> **Consigne 1**: Extrayez sans modification le passage du texte sur l'ESWC qui commence aux mots « En un peu plus » et se termine après « par leurs concurrents. ».
> **Consigne 2**: Rédigez la suite du texte sur l'ESWC, en partant de sa dernière phrase.

> **Texte à lire**:
────────
En un peu plus de dix ans, l'ESWC a eu le temps d'être le meilleur tournoi du monde, de franchir l'Atlantique, de mourir, de ressusciter avant de lentement tomber dans l'oubli. L'Electronic Sports World Cup, c'est la plus grande et la plus vieille histoire française de l'esport, celle d'une poignée de post-étudiants décidés à faire des jeux vidéo le grand show du XXIe siècle. Et qui ont réussi, avant de se faire voler la caisse par leurs concurrents.

 

ESWC, une décennie à la loupe

 

Le première édition de l'ESWC a eu lieu en 2003, mais l'aventure commence avec la société Ligarena en 1998. Matthieu Dallon, Adrien Vincent, Grégorio "ptibonom" Machadinho et quelques autres lancent les LAN Arena en France. C'est à dire des LAN à l'ancienne, plein de gamers dans le noir pendant un weekend : d'abord des centaines puis des milliers. La septième édition fait figure d'ESWC 0 : 1500 joueurs (record qui tient toujours dans l'Hexagone), des tournois Counter-Strike et Quake III de niveau mondial, un cash prize conséquent pour l'époque (60 000 euros). L'événement est une demi-réussite, des problèmes de réseau ayant pas mal pourri les matchs.
────────
> **Lignes enregistrées**:

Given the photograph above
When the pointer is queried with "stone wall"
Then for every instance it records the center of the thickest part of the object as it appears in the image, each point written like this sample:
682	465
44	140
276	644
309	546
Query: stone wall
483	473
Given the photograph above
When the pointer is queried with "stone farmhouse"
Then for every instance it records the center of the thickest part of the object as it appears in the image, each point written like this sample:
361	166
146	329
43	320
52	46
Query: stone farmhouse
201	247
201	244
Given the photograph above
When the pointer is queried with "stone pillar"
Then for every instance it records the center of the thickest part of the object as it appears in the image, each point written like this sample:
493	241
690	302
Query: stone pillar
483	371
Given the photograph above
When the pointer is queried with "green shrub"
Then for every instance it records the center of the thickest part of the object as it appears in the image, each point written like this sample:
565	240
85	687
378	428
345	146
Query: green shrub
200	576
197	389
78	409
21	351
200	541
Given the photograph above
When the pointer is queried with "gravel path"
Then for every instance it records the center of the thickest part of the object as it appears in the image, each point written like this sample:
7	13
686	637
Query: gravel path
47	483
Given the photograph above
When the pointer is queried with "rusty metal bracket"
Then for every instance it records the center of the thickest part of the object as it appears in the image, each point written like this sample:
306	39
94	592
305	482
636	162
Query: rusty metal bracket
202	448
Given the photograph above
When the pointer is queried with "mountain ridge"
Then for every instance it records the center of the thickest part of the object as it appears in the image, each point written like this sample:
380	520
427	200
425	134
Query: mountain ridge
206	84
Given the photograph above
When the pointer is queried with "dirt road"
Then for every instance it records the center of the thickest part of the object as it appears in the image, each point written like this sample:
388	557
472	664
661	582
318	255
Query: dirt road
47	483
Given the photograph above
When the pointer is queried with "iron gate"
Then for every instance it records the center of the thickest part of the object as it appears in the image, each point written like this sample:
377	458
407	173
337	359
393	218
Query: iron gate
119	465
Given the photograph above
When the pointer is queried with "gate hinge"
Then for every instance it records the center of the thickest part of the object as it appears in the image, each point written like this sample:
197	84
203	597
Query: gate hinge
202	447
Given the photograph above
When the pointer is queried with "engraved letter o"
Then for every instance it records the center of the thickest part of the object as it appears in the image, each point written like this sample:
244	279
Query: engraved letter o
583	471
────────
> **Réponse 1**:
En un peu plus de dix ans, l'ESWC a eu le temps d'être le meilleur tournoi du monde, de franchir l'Atlantique, de mourir, de ressusciter avant de lentement tomber dans l'oubli. L'Electronic Sports World Cup, c'est la plus grande et la plus vieille histoire française de l'esport, celle d'une poignée de post-étudiants décidés à faire des jeux vidéo le grand show du XXIe siècle. Et qui ont réussi, avant de se faire voler la caisse par leurs concurrents.

> **Réponse 2**:
Dans une interview accordée à Vossey.com en 2005, Dallon détaille ce qui pousse alors Ligarena à voir plus grand : "Il y avait cyberleagues.org aussi à ce moment-là qui marchait bien à l'étranger et qui catalysait pas mal d'énergie. On avait beaucoup de gens qui voulaient développer Cyberleagues.org dans leur pays qui nous ont contactés. Ce qui nous a poussés à faire la coupe du monde c'est une demande de participation internationale très très forte, et une liste d'attente à l'entrée de la LAN Arena qui était bouclée en une demi-journée." Cyberleagues.org, c'était Liquidpedia avant l'heure, mais uniquement pour les résultats. Tous les organisateurs de tournois de n'importe quel pays pouvaient rentrer les résultats de leur événement, et les équipes étaient ensuite classées selon le système ELO. Un outil tout simplement génial même s'il n'a jamais été développé suffisamment et a disparu en 2004.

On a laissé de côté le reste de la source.